**INSTRUCTIONS TO FOLLOW**
Answer these questions about the forum thread on cheating:
(a) What share of people from either gender does life101 say will likely cheat when the consequences are not too severe?
(b) According to John2012, what did "A Table is a Table" teach him?
(c) What does C-man call a true test of character?

To me this just translates into immaturity. I don't care if she's 20, 30, 40 or 50 years old. 

Same goes for guys. I hold them to the same standard. 

Sorry, but it's just too easy to get attracted to someone else, especially if there's some enhancing factor involved: alcohol, the workplace, a trainer/instructor, etc. 

I could cheat in a snap of the fingers if I wanted. But I don't.

That's the test of character. 

Who are you as a person?

Are you strong and forthright? Prove it to yourself.


----------



## life101 (Nov 18, 2012)

staystrong said:


> To me this just translates into immaturity. I don't care if she's 20, 30, 40 or 50 years old.
> 
> Same goes for guys. I hold them to the same standard.
> 
> ...


I saw the statistics somewhere, around 75% of people from either gender will likely cheat given the consequences are not too severe (low likelihood of getting caught).

It is a sad fact that decent people who honor commitments and responsibilities are the minority in this world.


----------



## gdtm0111 (Oct 15, 2012)

That's interesting too cause for years my W said she could never have an affair... and no alcohol was involved. She was well aware of what she was doing.


----------



## C-man (Oct 23, 2012)

staystrong said:


> To me this just translates into immaturity. I don't care if she's 20, 30, 40 or 50 years old.
> 
> Same goes for guys. I hold them to the same standard.
> 
> ...


Agree. It is a failure of character and a sign of emotional immaturity. All the self-centered, selfish, flight of fancy mindset of an adolescent. (Except many adolescents have more character than a WS. ) I guess character is something you are taught at a young age, so that when you grow up, you either have it or you don't. A true test of character is what you do when you know you won't get caught.


----------



## John2012 (Sep 18, 2012)

Acabado said:


> Sometimes it's that the won't believe you (you are your husband so it's your duty). Sometimes it's your opinion doesn't matter anymore (they are used to it, desensitized). Out of love and because it's true I always tried to give reassurance to my wife, to show her, to afirm her.
> Then, if a woman crave afirmation about being desireable sometimes the husband is the last man on earth she wants to hear compliments and validation, the task must be done elsewere necessarily. They need it from someone beside their husband. It's a lost battle. You can't be new, different, convenient.


I agree with Acabado, in my case, it was true. My WS needed external validation and she was enjoying the external new, different OM.


----------



## John2012 (Sep 18, 2012)

staystrong said:


> To me this just translates into immaturity. I don't care if she's 20, 30, 40 or 50 years old.
> 
> Same goes for guys. I hold them to the same standard.
> 
> ...


I think it’s more of a intellectual growth. As a young boy, I had profound effect of two short stories, one was “A Table is a Table by Peter bicsel and “one life by Dr. Christiaan Barnard”. “A Table is a Table” taught me that society has a norm, follow that, you’ll be happy. I think character/Moral/Ethics everything grows depending on what you’re surrounded by. In this painful phase of my life, I can easily cheat but I do know, one mistake of mine will completely change my moral compass, so I focus on something else.


----------



## John2012 (Sep 18, 2012)

Cedarman said:


> Agree. It is a failure of character and a sign of emotional immaturity. All the self-centered, selfish, flight of fancy mindset of an adolescent. (Except many adolescents have more character than a WS. ) I guess character is something you are taught at a young age, so that when you grow up, you either have it or you don't. A true test of character is what you do when you know you won't get caught.


What surprises me is that what might be the reason for the failure of character and emotional immaturity? It looks like the population of cheaters are growing and something is missing? Or people in-general are looking for extra kick from the life.

**EXTRACTED MATERIAL**
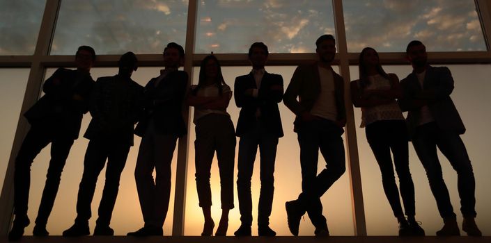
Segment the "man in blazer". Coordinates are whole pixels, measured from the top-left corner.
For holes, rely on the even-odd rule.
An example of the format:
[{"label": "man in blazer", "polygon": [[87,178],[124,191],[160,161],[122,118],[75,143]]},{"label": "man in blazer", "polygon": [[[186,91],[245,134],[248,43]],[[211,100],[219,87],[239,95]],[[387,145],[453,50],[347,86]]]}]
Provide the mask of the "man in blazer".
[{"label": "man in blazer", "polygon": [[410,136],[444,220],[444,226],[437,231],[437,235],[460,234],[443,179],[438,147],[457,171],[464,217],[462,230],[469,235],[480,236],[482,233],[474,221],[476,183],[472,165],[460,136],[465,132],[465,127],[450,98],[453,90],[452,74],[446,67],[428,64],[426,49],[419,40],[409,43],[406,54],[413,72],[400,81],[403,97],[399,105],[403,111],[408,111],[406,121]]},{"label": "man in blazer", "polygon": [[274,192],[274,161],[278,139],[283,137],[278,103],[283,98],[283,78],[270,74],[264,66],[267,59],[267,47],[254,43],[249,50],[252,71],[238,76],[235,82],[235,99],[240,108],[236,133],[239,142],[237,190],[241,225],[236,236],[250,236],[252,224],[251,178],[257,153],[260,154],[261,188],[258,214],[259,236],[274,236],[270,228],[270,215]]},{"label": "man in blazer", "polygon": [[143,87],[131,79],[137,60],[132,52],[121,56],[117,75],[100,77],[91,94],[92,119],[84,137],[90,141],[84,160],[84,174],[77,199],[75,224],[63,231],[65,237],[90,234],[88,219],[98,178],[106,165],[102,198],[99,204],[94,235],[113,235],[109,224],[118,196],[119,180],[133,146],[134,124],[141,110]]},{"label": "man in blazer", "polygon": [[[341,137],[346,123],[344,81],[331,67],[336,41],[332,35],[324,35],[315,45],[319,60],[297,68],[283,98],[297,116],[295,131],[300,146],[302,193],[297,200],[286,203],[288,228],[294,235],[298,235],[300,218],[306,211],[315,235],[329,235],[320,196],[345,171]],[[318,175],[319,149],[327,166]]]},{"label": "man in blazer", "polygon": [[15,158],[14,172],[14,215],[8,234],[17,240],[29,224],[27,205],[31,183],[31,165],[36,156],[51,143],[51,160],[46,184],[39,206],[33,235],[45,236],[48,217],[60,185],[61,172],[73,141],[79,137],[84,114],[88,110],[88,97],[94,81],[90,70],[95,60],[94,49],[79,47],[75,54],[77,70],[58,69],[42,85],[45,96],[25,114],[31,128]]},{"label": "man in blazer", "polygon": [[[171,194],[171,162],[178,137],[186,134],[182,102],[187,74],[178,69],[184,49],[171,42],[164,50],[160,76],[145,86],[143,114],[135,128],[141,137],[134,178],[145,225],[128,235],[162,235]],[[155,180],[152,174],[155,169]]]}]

---

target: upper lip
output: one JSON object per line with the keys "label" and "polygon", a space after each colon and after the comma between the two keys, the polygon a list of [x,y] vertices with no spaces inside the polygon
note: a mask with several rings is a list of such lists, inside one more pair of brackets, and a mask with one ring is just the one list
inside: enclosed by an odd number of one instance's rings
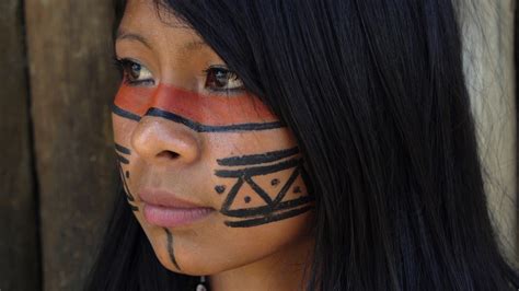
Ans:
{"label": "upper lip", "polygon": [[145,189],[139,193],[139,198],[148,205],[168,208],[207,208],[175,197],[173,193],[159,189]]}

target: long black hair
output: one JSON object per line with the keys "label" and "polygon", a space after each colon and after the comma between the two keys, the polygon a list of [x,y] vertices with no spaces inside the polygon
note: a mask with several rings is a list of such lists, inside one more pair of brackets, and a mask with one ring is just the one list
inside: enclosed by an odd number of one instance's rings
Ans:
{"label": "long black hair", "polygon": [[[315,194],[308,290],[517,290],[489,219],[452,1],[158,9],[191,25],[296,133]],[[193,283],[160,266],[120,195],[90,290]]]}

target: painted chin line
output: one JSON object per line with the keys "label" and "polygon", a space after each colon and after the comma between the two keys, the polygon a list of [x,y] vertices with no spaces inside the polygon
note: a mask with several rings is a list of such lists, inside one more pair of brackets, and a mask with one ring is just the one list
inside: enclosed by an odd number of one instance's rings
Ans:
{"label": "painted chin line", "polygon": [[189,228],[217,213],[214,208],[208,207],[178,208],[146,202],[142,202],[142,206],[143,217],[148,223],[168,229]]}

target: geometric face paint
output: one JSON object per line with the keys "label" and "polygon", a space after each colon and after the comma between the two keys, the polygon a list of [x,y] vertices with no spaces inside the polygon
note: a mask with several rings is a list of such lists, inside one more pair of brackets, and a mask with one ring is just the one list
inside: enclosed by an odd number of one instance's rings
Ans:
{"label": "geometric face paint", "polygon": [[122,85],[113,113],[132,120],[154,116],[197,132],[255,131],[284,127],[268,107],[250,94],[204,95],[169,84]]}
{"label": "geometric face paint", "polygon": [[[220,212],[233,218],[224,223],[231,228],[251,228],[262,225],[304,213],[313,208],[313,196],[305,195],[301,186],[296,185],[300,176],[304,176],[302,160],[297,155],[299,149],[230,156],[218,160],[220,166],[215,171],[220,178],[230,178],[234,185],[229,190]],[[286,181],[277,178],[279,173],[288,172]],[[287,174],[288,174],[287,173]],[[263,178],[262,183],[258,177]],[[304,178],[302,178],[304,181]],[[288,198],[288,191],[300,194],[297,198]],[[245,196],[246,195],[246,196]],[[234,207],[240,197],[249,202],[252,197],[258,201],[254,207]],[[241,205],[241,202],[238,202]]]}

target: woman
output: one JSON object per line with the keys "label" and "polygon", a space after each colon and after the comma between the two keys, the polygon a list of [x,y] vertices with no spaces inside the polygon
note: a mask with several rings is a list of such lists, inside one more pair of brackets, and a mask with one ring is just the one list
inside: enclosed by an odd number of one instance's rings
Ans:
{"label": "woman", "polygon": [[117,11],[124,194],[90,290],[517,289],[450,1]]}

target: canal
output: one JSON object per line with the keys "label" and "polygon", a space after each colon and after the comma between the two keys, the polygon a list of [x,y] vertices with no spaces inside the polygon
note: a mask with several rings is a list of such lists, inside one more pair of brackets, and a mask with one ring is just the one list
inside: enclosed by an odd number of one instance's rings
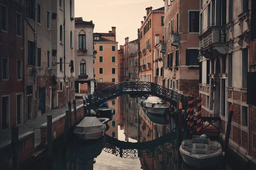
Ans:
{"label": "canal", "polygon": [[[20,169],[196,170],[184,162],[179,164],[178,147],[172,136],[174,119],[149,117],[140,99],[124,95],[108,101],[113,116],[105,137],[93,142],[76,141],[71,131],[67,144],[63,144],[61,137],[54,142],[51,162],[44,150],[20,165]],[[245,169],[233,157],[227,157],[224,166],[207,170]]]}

---

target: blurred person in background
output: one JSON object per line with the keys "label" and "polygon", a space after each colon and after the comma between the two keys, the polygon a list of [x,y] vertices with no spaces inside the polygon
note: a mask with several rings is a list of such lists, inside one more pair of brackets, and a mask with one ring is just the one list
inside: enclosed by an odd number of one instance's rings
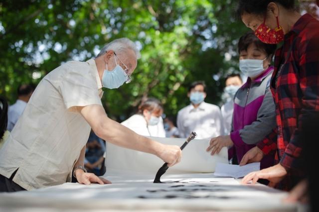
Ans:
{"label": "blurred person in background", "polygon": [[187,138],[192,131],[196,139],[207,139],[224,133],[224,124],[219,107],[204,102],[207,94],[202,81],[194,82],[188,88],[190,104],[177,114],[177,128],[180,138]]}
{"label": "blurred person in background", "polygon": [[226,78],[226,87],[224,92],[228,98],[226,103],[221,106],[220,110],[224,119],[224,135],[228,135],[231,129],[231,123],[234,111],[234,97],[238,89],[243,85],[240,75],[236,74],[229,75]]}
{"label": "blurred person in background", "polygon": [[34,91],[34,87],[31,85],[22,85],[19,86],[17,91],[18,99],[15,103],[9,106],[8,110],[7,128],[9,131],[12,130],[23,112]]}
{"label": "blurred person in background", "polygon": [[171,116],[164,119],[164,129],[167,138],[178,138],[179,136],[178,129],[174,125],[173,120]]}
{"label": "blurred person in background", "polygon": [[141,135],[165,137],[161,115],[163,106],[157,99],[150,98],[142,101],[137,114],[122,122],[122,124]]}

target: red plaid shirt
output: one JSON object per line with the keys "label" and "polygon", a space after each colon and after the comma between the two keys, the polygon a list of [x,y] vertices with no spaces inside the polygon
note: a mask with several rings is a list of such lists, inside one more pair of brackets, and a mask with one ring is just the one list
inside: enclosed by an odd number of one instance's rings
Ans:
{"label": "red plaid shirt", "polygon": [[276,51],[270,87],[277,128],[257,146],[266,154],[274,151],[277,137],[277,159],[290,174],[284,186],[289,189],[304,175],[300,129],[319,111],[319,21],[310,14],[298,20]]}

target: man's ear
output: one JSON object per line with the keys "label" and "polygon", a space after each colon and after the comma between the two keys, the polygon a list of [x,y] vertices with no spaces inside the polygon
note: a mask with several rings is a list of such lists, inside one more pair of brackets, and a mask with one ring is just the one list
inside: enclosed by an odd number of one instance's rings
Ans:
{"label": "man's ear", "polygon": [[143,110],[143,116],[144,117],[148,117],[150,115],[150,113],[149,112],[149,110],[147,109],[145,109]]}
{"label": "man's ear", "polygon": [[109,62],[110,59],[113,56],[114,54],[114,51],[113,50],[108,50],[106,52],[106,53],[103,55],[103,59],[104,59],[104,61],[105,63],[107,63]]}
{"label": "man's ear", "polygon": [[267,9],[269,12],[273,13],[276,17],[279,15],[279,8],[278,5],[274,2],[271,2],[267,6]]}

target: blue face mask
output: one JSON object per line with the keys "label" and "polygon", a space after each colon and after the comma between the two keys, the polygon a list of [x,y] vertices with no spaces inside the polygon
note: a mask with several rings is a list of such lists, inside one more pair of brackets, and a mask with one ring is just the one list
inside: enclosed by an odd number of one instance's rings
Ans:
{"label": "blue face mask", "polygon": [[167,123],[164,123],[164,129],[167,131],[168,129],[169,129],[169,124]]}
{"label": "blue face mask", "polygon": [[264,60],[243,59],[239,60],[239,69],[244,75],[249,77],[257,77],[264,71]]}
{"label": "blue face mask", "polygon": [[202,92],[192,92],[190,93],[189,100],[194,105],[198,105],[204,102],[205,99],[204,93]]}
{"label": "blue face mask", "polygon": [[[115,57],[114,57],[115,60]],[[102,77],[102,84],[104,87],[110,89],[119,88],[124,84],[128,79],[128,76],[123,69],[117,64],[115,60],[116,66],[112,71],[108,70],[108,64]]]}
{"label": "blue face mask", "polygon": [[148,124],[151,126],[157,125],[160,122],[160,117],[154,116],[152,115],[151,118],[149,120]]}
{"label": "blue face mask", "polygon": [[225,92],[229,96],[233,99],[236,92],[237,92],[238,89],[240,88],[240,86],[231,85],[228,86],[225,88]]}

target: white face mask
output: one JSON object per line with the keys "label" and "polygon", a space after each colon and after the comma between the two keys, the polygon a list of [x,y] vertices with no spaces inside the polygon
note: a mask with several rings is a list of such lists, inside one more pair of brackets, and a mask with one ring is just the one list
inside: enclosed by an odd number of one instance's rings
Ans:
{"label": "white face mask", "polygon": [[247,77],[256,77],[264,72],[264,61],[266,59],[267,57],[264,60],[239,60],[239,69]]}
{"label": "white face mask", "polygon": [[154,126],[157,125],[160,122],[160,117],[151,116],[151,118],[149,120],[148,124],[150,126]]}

**OUTPUT OF THE EXERCISE**
(a) Around 75%.
(b) That society has a norm, and if you follow it, you'll be happy.
(c) What you do when you know you won't get caught.